**AANGELEVERDE TEKST:**
┏━━

De kolibrievlinder is een nachtvlinder die overdag vliegt

Beestjes Hij is een vliegend vat vol tegenstellingen: geen vogel maar nachtvlinder die houdt van de dag, en een trekvlinder die blijft, noteert

Kolibrievlinder, Macroglossum stellatarum
Kolibrievlinder, Macroglossum stellatarum

Foto Getty Images

Tijdens een expeditie op Bonaire trachtte mijn blik een vogeltje te volgen dat onnavolgbaar snel van bloem naar bloem vloog, daar een fractie van een seconde voor bleef hangen om er nectar uit te drinken en vervolgens weer te verdwijnen. Ik wist alleen maar dat het moest gaan om een kolibrie – heel kleine, Amerikaanse vogels die behoren tot de familie Trochilidae – omdat ik datzelfde gedrag ken van een vlinder.

Snavel

De kolibrievlinder, Macroglossum stellatarum, wordt zo genoemd omdat dit insect net als deze vogels in staat is stil te hangen voor een bloem om daar nectar uit te zuigen. Dat doet hij met zijn lange roltong, die tijdens het drinken wel wat lijkt op een snavel. De letterlijke betekenis van Macroglossum is dan ook ‘lange tong’. Daarmee kan hij goed uit moeilijk bereikbare, diepe bloembuizen drinken, al vindt hij andere bloemen met veel nectar ook wel goed. Als rups is hij iets kieskeuriger. Een van de planten van zijn voorkeur is meekrap, Rubia tinctorum, wat de oorsprong is van een andere Nederlandse naam voor deze soort: meekrapvlinder. Maar walstro, Galium, lust hij ook graag.

Mensen die weleens geprobeerd hebben een kolibrievlinder te fotograferen, weten dat dit nog niet meevalt. Net als je hebt scherpgesteld en wilt afdrukken, is het grijsbruine diertje met oranje achtervleugels alweer vertrokken en naar een volgende bloem gezoefd. Vanwege dat beweeglijke vlieggedrag heet hij ook wel onrustvlinder of onrust. Of wellicht komt die term van de onrust die bij sommigen gewekt wordt door het hoorbare gezoem ten gevolge van de razendsnelle vleugelslag.

Als een kolibrievlinder eenmaal rijke nectarbloemen heeft gevonden, slaat hij die plek op in zijn geheugen en komt hij er iedere dag terug. Dat lijkt honkvast, maar toch staat hij bekend als trekvlinder. Meestal overwintert deze soort in Zuid-Europa en vliegt hij helemaal naar het noorden om zich hier voort te planten. Dat doet hij steeds massaler, wat maakt dat het inmiddels een heel algemene overdag vliegende nachtvlinder is.

┗━━

Data voor het lokaliseren van verwijzende uitdrukkingen
┏━━

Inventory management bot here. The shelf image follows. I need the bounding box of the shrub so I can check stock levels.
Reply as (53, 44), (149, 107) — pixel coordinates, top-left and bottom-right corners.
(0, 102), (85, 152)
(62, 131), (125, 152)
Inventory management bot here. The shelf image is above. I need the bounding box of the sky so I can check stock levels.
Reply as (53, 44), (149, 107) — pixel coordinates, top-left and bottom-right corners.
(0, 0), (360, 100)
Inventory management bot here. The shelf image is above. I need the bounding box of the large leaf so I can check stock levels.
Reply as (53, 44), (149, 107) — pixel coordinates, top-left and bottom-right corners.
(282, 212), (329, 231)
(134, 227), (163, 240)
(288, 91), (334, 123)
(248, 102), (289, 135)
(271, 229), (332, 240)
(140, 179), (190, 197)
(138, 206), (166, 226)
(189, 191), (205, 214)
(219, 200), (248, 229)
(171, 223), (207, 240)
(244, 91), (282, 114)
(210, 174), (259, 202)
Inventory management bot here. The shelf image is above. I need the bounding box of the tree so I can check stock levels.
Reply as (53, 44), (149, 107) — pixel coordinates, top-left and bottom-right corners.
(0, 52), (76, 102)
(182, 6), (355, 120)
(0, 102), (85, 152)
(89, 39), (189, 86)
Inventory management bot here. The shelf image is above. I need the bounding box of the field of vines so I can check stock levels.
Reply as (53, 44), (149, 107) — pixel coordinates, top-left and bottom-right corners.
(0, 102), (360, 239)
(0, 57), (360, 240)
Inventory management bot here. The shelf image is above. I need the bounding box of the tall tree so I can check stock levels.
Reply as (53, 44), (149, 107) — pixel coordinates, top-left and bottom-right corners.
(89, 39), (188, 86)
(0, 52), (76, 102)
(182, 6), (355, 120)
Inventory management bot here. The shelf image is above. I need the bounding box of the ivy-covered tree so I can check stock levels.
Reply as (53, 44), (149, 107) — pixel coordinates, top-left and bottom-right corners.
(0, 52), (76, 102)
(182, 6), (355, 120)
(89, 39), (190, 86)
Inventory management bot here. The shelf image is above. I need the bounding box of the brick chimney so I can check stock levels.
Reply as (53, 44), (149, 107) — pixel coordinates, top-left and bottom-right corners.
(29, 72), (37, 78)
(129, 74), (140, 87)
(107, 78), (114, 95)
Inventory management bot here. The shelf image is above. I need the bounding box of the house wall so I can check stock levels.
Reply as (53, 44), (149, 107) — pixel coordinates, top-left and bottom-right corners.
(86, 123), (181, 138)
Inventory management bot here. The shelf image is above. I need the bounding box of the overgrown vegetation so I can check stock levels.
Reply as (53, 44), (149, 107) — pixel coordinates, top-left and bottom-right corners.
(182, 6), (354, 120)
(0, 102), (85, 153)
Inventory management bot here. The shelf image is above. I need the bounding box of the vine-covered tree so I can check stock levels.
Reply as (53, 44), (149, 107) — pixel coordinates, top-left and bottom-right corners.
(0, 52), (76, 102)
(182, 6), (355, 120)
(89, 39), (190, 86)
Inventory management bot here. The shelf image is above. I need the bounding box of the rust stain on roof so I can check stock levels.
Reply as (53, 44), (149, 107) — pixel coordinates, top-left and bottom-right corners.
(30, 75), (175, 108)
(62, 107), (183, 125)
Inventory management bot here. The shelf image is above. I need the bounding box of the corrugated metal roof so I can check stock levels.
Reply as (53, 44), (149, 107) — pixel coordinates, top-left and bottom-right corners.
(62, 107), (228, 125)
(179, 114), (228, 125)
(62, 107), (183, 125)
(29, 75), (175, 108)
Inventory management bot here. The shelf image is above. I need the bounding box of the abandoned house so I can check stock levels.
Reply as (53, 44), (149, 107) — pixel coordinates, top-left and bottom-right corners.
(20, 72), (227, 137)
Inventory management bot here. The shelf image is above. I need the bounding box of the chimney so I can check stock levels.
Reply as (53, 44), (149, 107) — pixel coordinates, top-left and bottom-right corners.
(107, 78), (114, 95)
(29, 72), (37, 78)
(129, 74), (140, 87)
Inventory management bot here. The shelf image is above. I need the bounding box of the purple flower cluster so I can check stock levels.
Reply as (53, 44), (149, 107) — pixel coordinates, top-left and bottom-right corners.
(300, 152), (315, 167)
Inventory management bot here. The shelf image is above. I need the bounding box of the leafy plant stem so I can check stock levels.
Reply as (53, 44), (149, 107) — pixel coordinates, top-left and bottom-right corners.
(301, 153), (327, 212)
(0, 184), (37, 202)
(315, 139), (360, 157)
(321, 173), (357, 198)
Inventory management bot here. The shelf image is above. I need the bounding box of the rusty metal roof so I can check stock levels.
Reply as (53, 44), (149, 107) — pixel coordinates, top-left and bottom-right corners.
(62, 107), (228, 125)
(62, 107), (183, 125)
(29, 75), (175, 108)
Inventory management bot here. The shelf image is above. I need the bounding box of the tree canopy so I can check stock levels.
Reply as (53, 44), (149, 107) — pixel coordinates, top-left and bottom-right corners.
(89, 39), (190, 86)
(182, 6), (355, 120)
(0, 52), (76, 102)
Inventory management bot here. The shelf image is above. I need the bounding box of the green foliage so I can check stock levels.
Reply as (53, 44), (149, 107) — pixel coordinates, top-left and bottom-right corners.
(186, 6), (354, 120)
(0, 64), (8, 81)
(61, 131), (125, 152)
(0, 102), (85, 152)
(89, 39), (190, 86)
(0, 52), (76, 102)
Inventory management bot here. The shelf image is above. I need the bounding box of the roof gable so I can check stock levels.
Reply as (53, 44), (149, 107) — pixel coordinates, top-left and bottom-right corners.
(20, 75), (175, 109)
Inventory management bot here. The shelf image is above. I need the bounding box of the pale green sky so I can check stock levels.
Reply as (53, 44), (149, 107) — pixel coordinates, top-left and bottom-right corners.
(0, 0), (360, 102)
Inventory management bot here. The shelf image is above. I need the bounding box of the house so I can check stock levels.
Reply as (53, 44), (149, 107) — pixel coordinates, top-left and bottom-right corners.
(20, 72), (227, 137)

┗━━

**TAKEN EN OPDRACHTEN:**
**A)** Welke andere Nederlandse naam heeft de kolibrievlinder volgens de tekst over dit insect te danken aan de plant meekrap?
**B)** Neem het stuk uit de tekst over de kolibrievlinder letterlijk over tussen "De kolibrievlinder is" en "van een vlinder.", beide inbegrepen.
**C)** Schrijf een vervolg op de tekst over de kolibrievlinder dat aansluit op de laatste zin.

**ANTWOORDEN OP VOLGORDE:**
**A)** Meekrapvlinder.

**B)**
De kolibrievlinder is een nachtvlinder die overdag vliegt

Beestjes Hij is een vliegend vat vol tegenstellingen: geen vogel maar nachtvlinder die houdt van de dag, en een trekvlinder die blijft, noteert

Kolibrievlinder, Macroglossum stellatarum
Kolibrievlinder, Macroglossum stellatarum

Foto Getty Images

Tijdens een expeditie op Bonaire trachtte mijn blik een vogeltje te volgen dat onnavolgbaar snel van bloem naar bloem vloog, daar een fractie van een seconde voor bleef hangen om er nectar uit te drinken en vervolgens weer te verdwijnen. Ik wist alleen maar dat het moest gaan om een kolibrie – heel kleine, Amerikaanse vogels die behoren tot de familie Trochilidae – omdat ik datzelfde gedrag ken van een vlinder.

**C)**
Verre reizen maken hoeft niet meer per se voor hem. Hij voelt zich hier nu ook wel thuis

En nu de winters de laatste jaren steeds vaker zacht zijn, kruipen ze aan het eind van het seizoen ook in onze streken weleens in schuren, op zolders of in holle bomen. Verre reizen maken hoeft niet meer per se voor hem. Hij voelt zich hier nu ook wel thuis. Hij is zelfs zo op zijn gemak dat hij, tot verrassing van velen, al bij de eerste zonnestralen rond vroege voorjaarsbloeiers dartelt.

Dit doet hij ook graag in tuinen. En dat maakt dat dit vrolijke vlindertje veel wordt gezien, zeker in warme, droge jaren. Het typische vlieggedrag kan veel mensen duidelijk bekoren, te oordelen naar de veelvuldigheid waarmee de soort werd genomineerd voor de verkiezing ‘Insect van het Jaar’. Maar hij mag niet meedoen. Als vlinders en andere aaibare insecten mochten deelnemen, zouden kandidaten als de boskakkerlak, Ectobius sylvestris, en de beverkever, Platypsyllus castoris, niet de aandacht krijgen die de verkiezing juist voor ze probeert op te wekken. Om het een beetje goed te maken, geef ik hem op deze plek dan maar een beetje aandacht. Insect van het jaar 2023 werd zaterdag overigens de wc-motmug (Clogmia albipunctata).